### Short exercise
Reproduce every one of the records below word for word, changing nothing.

--- start ---

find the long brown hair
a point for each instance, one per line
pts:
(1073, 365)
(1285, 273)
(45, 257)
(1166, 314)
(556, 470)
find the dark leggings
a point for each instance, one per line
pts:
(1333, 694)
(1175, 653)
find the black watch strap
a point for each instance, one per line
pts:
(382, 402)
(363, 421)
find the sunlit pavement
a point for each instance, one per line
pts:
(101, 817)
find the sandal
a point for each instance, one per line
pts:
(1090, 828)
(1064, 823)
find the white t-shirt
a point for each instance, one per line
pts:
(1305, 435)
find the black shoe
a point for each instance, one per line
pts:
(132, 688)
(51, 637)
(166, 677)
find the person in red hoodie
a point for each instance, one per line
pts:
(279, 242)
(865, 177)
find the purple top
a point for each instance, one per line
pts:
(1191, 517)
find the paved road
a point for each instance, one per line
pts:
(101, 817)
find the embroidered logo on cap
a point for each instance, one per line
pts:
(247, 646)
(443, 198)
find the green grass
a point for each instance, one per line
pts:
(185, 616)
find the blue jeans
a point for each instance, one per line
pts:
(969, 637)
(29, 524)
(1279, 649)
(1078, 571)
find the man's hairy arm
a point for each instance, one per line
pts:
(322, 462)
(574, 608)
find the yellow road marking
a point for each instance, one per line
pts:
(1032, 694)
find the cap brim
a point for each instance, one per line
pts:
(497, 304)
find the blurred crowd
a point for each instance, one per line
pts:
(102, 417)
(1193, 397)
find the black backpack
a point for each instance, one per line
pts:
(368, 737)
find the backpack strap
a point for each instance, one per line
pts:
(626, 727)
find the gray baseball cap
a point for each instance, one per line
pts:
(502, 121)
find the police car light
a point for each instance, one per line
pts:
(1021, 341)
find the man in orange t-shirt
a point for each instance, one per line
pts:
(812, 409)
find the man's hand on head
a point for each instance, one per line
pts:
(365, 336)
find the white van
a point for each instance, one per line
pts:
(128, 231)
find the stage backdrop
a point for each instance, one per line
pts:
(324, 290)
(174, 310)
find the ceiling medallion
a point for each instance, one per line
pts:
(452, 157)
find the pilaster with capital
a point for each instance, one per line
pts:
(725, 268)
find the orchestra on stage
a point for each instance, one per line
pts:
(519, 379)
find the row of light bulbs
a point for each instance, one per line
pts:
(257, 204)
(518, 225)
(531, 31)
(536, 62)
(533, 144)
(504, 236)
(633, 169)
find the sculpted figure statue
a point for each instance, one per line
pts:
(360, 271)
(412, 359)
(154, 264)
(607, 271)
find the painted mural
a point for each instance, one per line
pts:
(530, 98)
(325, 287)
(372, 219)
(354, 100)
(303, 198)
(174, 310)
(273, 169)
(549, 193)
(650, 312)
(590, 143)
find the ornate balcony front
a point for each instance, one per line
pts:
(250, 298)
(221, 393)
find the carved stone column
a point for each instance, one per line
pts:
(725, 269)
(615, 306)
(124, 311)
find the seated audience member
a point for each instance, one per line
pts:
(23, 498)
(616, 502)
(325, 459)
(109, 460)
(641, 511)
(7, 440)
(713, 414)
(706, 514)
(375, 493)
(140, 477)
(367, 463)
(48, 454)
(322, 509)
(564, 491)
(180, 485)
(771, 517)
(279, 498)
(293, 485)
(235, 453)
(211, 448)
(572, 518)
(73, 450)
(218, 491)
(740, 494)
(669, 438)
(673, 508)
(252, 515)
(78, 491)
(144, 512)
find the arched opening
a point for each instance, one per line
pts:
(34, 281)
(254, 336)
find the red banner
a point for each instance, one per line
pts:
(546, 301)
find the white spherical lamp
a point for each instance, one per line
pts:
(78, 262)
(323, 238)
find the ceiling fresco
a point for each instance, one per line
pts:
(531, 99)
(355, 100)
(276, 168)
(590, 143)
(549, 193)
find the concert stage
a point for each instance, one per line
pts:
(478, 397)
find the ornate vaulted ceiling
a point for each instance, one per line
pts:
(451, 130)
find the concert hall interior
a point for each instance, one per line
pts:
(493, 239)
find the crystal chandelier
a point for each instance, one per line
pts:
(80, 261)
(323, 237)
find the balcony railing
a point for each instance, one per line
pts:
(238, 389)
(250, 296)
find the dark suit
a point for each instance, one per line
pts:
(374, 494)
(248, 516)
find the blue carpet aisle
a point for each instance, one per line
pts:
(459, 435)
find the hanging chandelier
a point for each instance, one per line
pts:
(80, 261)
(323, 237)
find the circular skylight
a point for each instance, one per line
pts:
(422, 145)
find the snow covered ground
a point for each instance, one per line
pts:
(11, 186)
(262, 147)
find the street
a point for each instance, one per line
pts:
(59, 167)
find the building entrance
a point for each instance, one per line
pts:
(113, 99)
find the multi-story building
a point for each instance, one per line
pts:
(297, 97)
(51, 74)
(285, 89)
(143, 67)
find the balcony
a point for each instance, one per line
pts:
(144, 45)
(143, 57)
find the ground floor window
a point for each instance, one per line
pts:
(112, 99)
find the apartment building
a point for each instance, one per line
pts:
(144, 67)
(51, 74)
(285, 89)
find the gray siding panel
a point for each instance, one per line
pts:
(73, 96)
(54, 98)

--- end ---

### Response below
find the long brown hair
a point for each instance, one per line
pts:
(1073, 365)
(1285, 273)
(45, 257)
(1166, 314)
(556, 470)
find the dark leggings
a point for each instance, one per line
pts:
(1333, 694)
(1175, 653)
find the black watch strap
a point for each instance, one per line
pts:
(382, 402)
(363, 421)
find the sunlit pavement
a point for each instance, one per line
pts:
(101, 817)
find the sandal
a point for each instance, one per line
pts:
(1090, 828)
(1064, 823)
find the white t-shirt
a point for each instance, one per line
pts:
(1305, 435)
find the black shoe
a point for each instance, one per line
pts:
(132, 688)
(51, 637)
(166, 677)
find the person in red hoodie
a point for each instance, one per line
pts:
(279, 242)
(865, 177)
find the purple top
a point for each instance, one per line
pts:
(1191, 517)
find the paved road
a point for each instance, one per line
pts:
(101, 817)
find the embroidered logo on cap
a point for each instance, one per line
pts:
(247, 646)
(443, 198)
find the green grass
a point for each instance, one per line
pts:
(185, 616)
find the blue jeans
a point for each instance, one per line
pts:
(969, 637)
(29, 524)
(1279, 649)
(1078, 571)
find the man's hairy arm
a point for each instance, one per line
pts:
(322, 462)
(574, 608)
find the yellow road marking
a point for each instance, one per line
pts:
(1032, 694)
find the cap brim
a point for each instance, one per line
pts:
(497, 304)
find the blurred crowd
a point for each instance, one per line
pts:
(102, 417)
(1193, 397)
find the black backpack
a point for each instance, one per line
pts:
(368, 737)
find the backpack strap
a point for each instance, one per line
pts:
(626, 727)
find the gray baseball cap
a point for each instance, one per line
pts:
(502, 121)
find the police car light
a point for each instance, one per line
pts:
(1021, 341)
find the man in orange t-shirt
a point for each instance, one per line
pts:
(812, 409)
find the man's hand on head
a point for each instance, one per line
pts:
(365, 336)
find the white van
a point for each instance, one per line
pts:
(128, 231)
find the stage backdrop
a point for each instance, one per line
pts:
(324, 290)
(174, 310)
find the ceiling medallion
a point for each instance, one per line
pts:
(452, 157)
find the pilaster with capital
a point for each instance, one per line
pts:
(725, 268)
find the orchestra on stage
a point for each instance, one per line
pts:
(519, 379)
find the row of light bulbs
a point for each instance, one per line
pts:
(257, 204)
(518, 225)
(531, 31)
(536, 62)
(533, 144)
(504, 236)
(633, 169)
find the sculpted figure statue
a point for each instance, one per line
pts:
(360, 271)
(412, 359)
(154, 264)
(607, 271)
find the painted mural
a point for each instance, one per line
pts:
(530, 98)
(325, 287)
(372, 219)
(354, 100)
(303, 198)
(174, 310)
(273, 169)
(549, 193)
(650, 312)
(590, 143)
find the ornate balcony front
a point for each instance, one per line
pts:
(250, 298)
(221, 393)
find the carved stone column
a point for each instance, one per line
pts:
(725, 269)
(615, 306)
(124, 311)
find the seated audience member
a point for each instance, one per line
pts:
(23, 498)
(616, 502)
(325, 459)
(109, 460)
(641, 511)
(7, 440)
(713, 414)
(706, 514)
(375, 493)
(140, 477)
(367, 463)
(48, 454)
(322, 509)
(564, 491)
(180, 485)
(771, 517)
(279, 498)
(293, 485)
(235, 453)
(211, 448)
(572, 518)
(73, 450)
(218, 491)
(740, 494)
(669, 438)
(673, 508)
(252, 515)
(78, 491)
(144, 512)
find the arched opening
a point for each instance, one per line
pts:
(34, 281)
(254, 336)
find the red banner
a point for each instance, one per line
pts:
(546, 301)
find the white spherical lamp
a point for each instance, one per line
pts:
(78, 262)
(323, 238)
find the ceiling fresco
a point for each instance, one per line
pts:
(531, 99)
(355, 100)
(276, 168)
(590, 143)
(549, 193)
find the concert stage
a point for each instance, one per line
pts:
(478, 397)
find the ornate vaulted ceiling
a point for each instance, one per line
pts:
(451, 130)
find the concert hall interior
a point for each instance, one per line
pts:
(493, 239)
find the crystal chandelier
a point for each instance, one per line
pts:
(80, 261)
(323, 237)
find the balcony railing
a point for each instance, one per line
pts:
(238, 389)
(250, 296)
find the dark suit
a point for each instance, one per line
pts:
(374, 494)
(248, 516)
find the blue carpet aisle
a point for each instance, one per line
pts:
(459, 435)
find the hanging chandelier
a point for each instance, one per line
pts:
(80, 261)
(323, 237)
find the circular skylight
a point for each instance, one per line
pts:
(422, 145)
find the snow covered ground
a point for each instance, one per line
pts:
(11, 186)
(262, 147)
find the street
a point for each instance, one per line
pts:
(59, 167)
find the building entrance
a point for each instance, one per line
pts:
(113, 99)
find the multi-story building
a point for each instance, one per line
pts:
(297, 97)
(51, 74)
(285, 89)
(143, 67)
find the balcony
a point for each instance, one per line
pts:
(144, 45)
(143, 57)
find the ground floor window
a point for each instance, one per line
pts:
(112, 99)
find the apartment building
a point for each instance, one per line
pts:
(144, 67)
(51, 74)
(285, 89)
find the gray siding panel
a point for each instance, one per line
pts:
(73, 96)
(54, 98)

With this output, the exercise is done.